Count the lines in the entries below that contain the string "Find", treating uppercase and lowercase letters as different. Give only the number.

*Records supplied:*
•••
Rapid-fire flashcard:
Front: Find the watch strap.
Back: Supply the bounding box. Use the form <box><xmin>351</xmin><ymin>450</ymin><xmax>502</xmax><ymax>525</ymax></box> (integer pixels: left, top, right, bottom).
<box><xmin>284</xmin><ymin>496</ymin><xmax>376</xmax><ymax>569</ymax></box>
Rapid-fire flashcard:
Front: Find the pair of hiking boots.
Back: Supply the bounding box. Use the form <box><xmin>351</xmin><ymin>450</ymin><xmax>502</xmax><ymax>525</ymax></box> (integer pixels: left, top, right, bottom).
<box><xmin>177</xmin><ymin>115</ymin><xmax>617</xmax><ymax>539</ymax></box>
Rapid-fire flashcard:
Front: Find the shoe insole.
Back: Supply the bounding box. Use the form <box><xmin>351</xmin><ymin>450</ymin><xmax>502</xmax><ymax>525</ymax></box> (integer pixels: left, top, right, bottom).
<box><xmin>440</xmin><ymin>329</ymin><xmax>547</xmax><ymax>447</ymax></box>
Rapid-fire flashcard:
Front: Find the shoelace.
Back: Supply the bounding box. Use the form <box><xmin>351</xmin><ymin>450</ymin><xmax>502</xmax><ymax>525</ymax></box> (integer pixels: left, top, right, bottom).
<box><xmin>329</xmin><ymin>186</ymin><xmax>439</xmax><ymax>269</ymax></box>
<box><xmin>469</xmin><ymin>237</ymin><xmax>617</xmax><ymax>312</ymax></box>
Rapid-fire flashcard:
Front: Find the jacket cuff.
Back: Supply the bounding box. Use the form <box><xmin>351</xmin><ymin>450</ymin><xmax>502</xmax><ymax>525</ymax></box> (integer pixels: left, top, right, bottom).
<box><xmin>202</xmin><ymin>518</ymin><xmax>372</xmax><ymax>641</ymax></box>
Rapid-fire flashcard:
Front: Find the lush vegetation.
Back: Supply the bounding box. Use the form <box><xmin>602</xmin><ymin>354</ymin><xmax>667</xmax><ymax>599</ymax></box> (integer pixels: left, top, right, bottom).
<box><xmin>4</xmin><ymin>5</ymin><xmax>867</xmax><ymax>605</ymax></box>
•••
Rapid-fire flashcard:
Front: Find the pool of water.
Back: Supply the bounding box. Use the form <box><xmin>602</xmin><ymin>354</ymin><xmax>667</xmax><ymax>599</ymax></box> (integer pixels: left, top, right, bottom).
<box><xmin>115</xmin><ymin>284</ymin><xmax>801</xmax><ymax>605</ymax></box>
•••
*Finished answer:*
7